# Which hand held vacuum cleaner is best for van?



## pipsqueak55 (Aug 14, 2008)

Hi fellow members can anyone suggest a 12v cigarette attachement vacuum cleaner to use in our van. We have a labrador dog who does loose her hair so if any of you have a dog you know what im after(a good model for picking up pet hair etc.) Price i really dont want to spend more tha £40 on a cleaner. Heres hoping. pipsqueak.


----------



## rogerandveronica (Aug 11, 2008)

We use a Dirt Devil which has a rotary brush head - works well with dog hairs, but we charge it from the mains when on hook up. Does not need charging very often. Good Luck, rogerandveronica


----------



## Pudsey_Bear (Sep 25, 2008)

You beat me to it, I was going to search for an answer to this one tonight.

#####

▶ _OBJECTIVE_
Which usernames head the posts in the van vacuum cleaner thread above?

▶ _INFORMATION SHOWN_
#####

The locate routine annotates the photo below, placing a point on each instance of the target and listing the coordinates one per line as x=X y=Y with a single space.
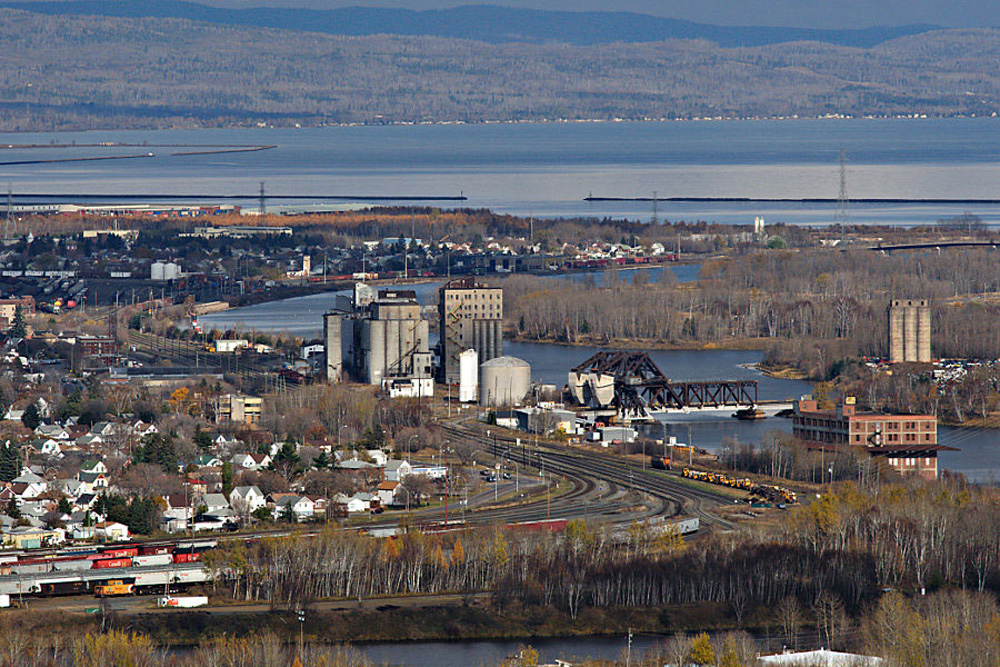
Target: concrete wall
x=910 y=331
x=332 y=324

#####

▶ _FINAL ANSWER_
pipsqueak55, rogerandveronica, Pudsey_Bear